Task: Do these statements agree with the text below about the Rices' children? Answer yes or no for each and quote the deciding words. (a) Michele was diagnosed with leukemia in 1972. (b) Christopher was born before Interview with a Vampire was published. (c) The couple decided to give up drinking when their son was born.

Born in 1966, their first child, Michele, was diagnosed with leukemia in 1972 and died two years later. Anne Rice described her first novel, Interview with a Vampire (1976), as a work of catharsis after the death of Michele. According to Stan, “the history of a blood disease led into images of the vampire.” Two years after the publication of Interview, the couple’s second child, Christopher, was born. Noting the religious connotations of his name, biographers have suggested that Christopher’s birth marked a new beginning for the Rices. With the birth of their son, they also made the decision to give up drinking.

Data excerpt:

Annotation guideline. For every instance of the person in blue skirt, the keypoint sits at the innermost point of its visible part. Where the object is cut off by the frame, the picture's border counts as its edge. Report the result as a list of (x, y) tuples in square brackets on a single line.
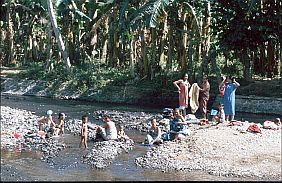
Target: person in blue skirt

Result for this exercise:
(a) Yes: "was diagnosed with leukemia in 1972"
(b) No: "Two years after the publication of Interview, the couple’s second child, Christopher, was born."
(c) Yes: "With the birth of their son, they also made the decision to give up drinking."